**Assigned task**
Reproduce, without alteration, every line of the data; exclude the images.

**Provided records**
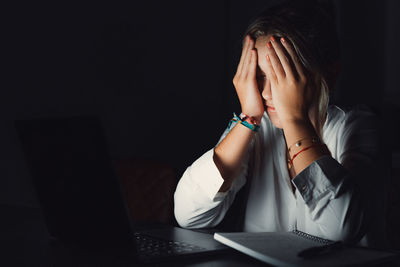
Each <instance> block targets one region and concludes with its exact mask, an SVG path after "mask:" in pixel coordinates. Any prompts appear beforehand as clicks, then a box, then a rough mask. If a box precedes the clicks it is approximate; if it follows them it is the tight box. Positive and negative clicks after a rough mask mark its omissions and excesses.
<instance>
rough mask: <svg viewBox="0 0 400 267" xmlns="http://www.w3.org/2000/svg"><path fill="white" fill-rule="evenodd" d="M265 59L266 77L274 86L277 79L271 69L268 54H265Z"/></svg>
mask: <svg viewBox="0 0 400 267" xmlns="http://www.w3.org/2000/svg"><path fill="white" fill-rule="evenodd" d="M266 57H267V69H266V74H267V77H268V79H269V80H270V82H271V84H276V82H277V77H276V75H275V71H274V68H273V67H272V63H271V60H270V57H269V55H268V53H267V56H266Z"/></svg>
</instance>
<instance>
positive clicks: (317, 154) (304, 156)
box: [283, 120, 327, 174]
mask: <svg viewBox="0 0 400 267" xmlns="http://www.w3.org/2000/svg"><path fill="white" fill-rule="evenodd" d="M283 125H284V126H283V131H284V134H285V138H286V143H287V145H288V148H289V146H292V145H293V144H295V143H296V142H297V141H299V140H301V139H304V138H313V137H318V134H317V132H316V130H315V128H314V126H313V125H312V123H311V122H310V120H299V121H291V122H286V123H283ZM326 154H327V151H326V148H324V147H323V146H319V145H317V146H312V147H310V148H309V149H307V150H305V151H303V152H301V155H298V156H297V157H296V158H295V159H294V160H293V162H292V163H293V168H294V170H295V173H296V174H298V173H300V172H301V171H303V170H304V169H305V168H307V166H309V165H310V164H311V163H313V162H314V161H315V160H317V159H319V158H320V157H322V156H323V155H326ZM290 156H291V157H293V155H290Z"/></svg>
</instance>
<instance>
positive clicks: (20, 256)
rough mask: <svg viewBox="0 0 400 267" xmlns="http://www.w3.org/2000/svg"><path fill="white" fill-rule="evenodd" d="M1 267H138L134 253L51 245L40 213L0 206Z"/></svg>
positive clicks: (197, 265)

**Result for this exercise**
Each <instance> block targets one region and concludes with its exact mask, an SVG path after "mask:" in pixel coordinates. Any prompts appear beforehand as clicks, then a box, then a rough mask. If a box precedes the clicks it is approximate; if it follows them it is the tight box. Positive and negative clicks after a rough mask mark its omissions and excesses.
<instance>
rough mask: <svg viewBox="0 0 400 267" xmlns="http://www.w3.org/2000/svg"><path fill="white" fill-rule="evenodd" d="M265 59L266 77L274 86L277 79L271 69L268 54H265Z"/></svg>
mask: <svg viewBox="0 0 400 267" xmlns="http://www.w3.org/2000/svg"><path fill="white" fill-rule="evenodd" d="M266 57H267V69H266V74H267V77H268V79H269V80H270V82H271V84H276V82H277V77H276V75H275V71H274V68H273V67H272V63H271V60H270V57H269V55H268V53H267V56H266Z"/></svg>
</instance>
<instance>
positive clicks: (317, 154) (304, 156)
box: [283, 120, 327, 174]
mask: <svg viewBox="0 0 400 267" xmlns="http://www.w3.org/2000/svg"><path fill="white" fill-rule="evenodd" d="M283 125H284V126H283V131H284V134H285V138H286V143H287V145H288V148H289V146H292V145H293V144H295V143H296V142H297V141H299V140H301V139H304V138H313V137H318V134H317V132H316V130H315V128H314V126H313V125H312V123H311V122H310V120H299V121H291V122H286V123H283ZM326 154H327V151H326V148H324V147H323V146H319V145H317V146H312V147H310V148H309V149H307V150H305V151H303V152H301V155H298V156H297V157H296V158H295V159H294V160H293V162H292V163H293V168H294V170H295V173H296V174H298V173H300V172H301V171H303V170H304V169H305V168H307V166H309V165H310V164H311V163H313V162H314V161H315V160H317V159H319V158H320V157H322V156H323V155H326ZM290 156H291V157H293V155H290Z"/></svg>
</instance>
<instance>
positive clicks: (20, 256)
rough mask: <svg viewBox="0 0 400 267" xmlns="http://www.w3.org/2000/svg"><path fill="white" fill-rule="evenodd" d="M1 267H138L134 253L51 245L40 213L0 206Z"/></svg>
positive clicks: (197, 265)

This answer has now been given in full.